» **The data**
■ ■ ■ ■
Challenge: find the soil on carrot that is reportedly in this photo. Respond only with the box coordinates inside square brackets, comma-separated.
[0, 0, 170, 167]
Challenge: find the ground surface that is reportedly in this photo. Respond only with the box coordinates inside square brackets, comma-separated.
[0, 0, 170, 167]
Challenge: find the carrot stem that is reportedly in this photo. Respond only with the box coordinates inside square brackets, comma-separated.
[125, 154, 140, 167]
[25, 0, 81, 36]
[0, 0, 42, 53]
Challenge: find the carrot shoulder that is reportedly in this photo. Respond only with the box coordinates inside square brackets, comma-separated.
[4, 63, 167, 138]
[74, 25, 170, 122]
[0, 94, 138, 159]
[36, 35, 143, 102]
■ ■ ■ ■
» **Goal of the exercise**
Extract every line of the records above and reproduce each one without any change.

» **Answer**
Challenge: find the soil on carrot that is reportedly in this photo. Respond only with the box coordinates inside square brackets, comma-separated.
[0, 0, 170, 167]
Challenge: find the ground surface that is reportedly in this photo. Respond only with the box coordinates inside square brackets, comma-separated.
[0, 0, 170, 167]
Challenge: find the carrot stem that is reportedly in this photo. Respond only with the box coordinates inside square brackets, comma-separated.
[125, 154, 140, 167]
[25, 0, 81, 36]
[0, 0, 42, 53]
Challenge: find the carrot shoulder that is reportedly in this photo. Respond only with the box coordinates inside square brackets, comma-separated.
[4, 63, 167, 138]
[74, 25, 170, 122]
[0, 94, 138, 159]
[36, 35, 143, 102]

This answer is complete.